-------- Extracted material --------

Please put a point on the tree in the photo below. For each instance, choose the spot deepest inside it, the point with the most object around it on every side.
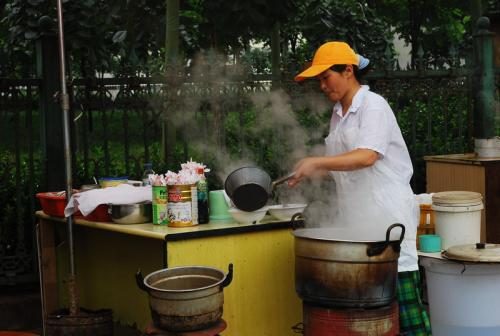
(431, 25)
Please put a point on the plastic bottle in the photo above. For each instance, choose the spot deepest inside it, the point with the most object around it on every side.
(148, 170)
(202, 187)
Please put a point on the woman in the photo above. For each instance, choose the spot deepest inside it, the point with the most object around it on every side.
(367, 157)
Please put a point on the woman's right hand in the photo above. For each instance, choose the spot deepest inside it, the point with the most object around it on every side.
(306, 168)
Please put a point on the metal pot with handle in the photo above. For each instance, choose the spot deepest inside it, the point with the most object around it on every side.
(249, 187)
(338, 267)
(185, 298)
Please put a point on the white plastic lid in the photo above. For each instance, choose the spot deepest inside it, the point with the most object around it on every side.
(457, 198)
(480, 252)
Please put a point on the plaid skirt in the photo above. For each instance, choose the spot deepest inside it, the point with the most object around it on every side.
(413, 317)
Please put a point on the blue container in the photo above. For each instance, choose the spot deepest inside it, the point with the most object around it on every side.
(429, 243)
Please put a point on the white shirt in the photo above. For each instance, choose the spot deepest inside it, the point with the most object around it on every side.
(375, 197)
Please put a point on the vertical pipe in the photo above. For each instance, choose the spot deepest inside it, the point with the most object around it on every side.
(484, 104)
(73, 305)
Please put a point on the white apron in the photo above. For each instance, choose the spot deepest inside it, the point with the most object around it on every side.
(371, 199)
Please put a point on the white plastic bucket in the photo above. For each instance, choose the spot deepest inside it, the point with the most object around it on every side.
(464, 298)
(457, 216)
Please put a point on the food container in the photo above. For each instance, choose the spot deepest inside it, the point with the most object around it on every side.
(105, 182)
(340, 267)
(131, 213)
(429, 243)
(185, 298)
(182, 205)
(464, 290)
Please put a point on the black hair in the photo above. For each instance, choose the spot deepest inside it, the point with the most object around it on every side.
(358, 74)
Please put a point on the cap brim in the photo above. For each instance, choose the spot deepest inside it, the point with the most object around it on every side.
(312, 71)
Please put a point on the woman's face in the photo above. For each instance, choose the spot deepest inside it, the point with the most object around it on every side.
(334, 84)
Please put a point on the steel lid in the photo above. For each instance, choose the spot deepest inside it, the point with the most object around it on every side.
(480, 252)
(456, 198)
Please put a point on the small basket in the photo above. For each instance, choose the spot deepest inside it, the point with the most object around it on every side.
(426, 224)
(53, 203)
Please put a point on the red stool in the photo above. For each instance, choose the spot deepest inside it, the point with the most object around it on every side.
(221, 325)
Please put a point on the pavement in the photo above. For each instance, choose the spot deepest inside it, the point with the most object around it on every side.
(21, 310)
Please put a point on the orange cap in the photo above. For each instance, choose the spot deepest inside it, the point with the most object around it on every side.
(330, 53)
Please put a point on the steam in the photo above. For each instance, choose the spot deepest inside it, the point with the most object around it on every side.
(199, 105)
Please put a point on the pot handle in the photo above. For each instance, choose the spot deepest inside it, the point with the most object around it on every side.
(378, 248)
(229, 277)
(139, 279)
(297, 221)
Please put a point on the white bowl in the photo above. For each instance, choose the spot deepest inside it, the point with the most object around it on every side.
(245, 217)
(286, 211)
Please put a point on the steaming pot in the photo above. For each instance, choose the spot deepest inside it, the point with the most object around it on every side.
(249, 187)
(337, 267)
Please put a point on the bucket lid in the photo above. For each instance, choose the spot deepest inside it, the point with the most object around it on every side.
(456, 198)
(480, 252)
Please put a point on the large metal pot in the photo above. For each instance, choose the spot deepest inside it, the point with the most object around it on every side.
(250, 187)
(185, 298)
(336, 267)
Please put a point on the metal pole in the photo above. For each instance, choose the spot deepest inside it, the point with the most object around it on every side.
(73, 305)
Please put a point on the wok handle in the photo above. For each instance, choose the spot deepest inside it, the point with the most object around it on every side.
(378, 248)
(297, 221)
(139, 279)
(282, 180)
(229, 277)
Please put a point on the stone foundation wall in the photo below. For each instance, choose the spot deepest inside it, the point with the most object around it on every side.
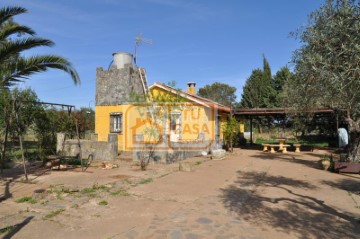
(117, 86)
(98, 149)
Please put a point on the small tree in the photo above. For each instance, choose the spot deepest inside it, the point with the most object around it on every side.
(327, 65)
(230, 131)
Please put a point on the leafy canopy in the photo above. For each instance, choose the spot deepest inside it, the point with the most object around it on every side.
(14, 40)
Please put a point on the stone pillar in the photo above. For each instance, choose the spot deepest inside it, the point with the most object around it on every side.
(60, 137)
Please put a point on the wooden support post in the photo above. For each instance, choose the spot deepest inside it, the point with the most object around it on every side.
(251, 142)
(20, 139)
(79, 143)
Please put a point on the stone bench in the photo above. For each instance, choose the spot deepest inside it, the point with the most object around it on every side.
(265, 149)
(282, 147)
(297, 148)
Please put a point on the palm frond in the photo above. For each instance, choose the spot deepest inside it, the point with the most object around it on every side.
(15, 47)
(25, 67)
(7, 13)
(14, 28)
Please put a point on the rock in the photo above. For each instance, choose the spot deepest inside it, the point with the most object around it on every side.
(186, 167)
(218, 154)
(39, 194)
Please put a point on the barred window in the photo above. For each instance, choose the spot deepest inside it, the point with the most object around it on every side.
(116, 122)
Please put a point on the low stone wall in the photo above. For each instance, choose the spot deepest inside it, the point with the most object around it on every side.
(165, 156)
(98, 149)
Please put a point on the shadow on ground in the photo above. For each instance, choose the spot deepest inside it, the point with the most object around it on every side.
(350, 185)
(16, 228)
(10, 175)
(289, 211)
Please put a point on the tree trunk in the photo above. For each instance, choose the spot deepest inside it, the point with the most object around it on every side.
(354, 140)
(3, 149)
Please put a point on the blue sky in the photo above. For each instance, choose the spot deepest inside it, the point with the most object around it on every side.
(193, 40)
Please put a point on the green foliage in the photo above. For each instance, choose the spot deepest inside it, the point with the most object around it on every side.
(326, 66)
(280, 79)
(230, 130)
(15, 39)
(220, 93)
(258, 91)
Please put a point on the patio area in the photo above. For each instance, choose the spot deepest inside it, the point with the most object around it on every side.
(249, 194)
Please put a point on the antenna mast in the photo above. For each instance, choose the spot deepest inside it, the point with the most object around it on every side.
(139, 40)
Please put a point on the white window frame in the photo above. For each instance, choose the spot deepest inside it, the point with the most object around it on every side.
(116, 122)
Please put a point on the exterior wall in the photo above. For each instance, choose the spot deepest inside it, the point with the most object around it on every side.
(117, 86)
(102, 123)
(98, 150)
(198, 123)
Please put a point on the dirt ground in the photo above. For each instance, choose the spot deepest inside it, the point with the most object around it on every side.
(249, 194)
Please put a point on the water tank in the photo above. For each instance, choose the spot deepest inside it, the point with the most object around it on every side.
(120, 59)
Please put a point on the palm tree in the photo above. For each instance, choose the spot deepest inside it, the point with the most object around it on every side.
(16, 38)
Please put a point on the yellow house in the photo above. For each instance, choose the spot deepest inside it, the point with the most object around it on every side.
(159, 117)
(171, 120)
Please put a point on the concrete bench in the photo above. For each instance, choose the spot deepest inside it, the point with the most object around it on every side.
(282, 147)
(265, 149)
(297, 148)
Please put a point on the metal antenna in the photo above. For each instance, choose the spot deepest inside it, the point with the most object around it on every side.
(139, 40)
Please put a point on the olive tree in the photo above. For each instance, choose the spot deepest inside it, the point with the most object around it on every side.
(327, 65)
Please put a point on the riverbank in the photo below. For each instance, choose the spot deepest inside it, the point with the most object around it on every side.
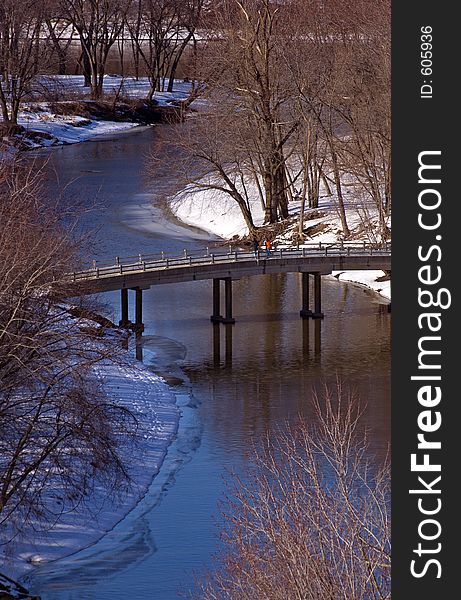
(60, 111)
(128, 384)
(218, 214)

--------
-------- Extracted material --------

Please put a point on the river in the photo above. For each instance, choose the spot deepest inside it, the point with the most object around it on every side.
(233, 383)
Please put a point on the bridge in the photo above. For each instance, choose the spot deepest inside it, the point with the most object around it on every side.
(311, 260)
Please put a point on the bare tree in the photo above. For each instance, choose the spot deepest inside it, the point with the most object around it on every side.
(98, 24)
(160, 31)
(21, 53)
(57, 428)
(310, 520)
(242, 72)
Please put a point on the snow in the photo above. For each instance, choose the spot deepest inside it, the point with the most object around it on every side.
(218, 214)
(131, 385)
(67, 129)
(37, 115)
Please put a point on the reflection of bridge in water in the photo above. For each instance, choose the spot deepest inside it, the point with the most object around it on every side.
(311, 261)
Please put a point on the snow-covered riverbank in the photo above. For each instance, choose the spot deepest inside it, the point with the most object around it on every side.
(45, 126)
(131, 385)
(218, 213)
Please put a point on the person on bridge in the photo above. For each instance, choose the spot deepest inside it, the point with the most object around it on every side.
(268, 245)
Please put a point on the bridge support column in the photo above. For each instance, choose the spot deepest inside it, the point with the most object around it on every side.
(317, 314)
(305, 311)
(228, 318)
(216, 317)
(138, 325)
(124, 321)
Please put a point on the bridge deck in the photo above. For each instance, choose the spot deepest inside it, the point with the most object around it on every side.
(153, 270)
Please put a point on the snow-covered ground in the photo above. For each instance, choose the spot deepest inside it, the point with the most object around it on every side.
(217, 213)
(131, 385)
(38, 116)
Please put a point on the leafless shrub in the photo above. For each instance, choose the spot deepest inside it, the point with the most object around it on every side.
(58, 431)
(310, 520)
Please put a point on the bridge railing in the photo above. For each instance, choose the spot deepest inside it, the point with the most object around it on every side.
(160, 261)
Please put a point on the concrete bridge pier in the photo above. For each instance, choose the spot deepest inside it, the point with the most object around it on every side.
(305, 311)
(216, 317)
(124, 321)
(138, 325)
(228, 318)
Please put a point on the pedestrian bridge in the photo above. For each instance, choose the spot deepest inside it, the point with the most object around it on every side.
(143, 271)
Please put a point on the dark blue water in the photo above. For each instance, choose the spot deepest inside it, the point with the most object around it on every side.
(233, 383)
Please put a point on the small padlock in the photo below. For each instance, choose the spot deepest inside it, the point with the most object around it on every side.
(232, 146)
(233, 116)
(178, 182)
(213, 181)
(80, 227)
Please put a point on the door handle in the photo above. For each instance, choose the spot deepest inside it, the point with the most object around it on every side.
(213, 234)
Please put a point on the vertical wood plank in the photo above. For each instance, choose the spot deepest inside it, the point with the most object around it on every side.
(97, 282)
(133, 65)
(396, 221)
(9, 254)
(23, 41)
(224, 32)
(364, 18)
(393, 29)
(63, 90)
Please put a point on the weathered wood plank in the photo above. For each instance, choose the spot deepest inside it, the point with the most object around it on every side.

--------

◆ **Stated problem**
How many lines in the data above contain the string "plank" with the same capitalization? Reply with the number alone.

◆ **The solution**
2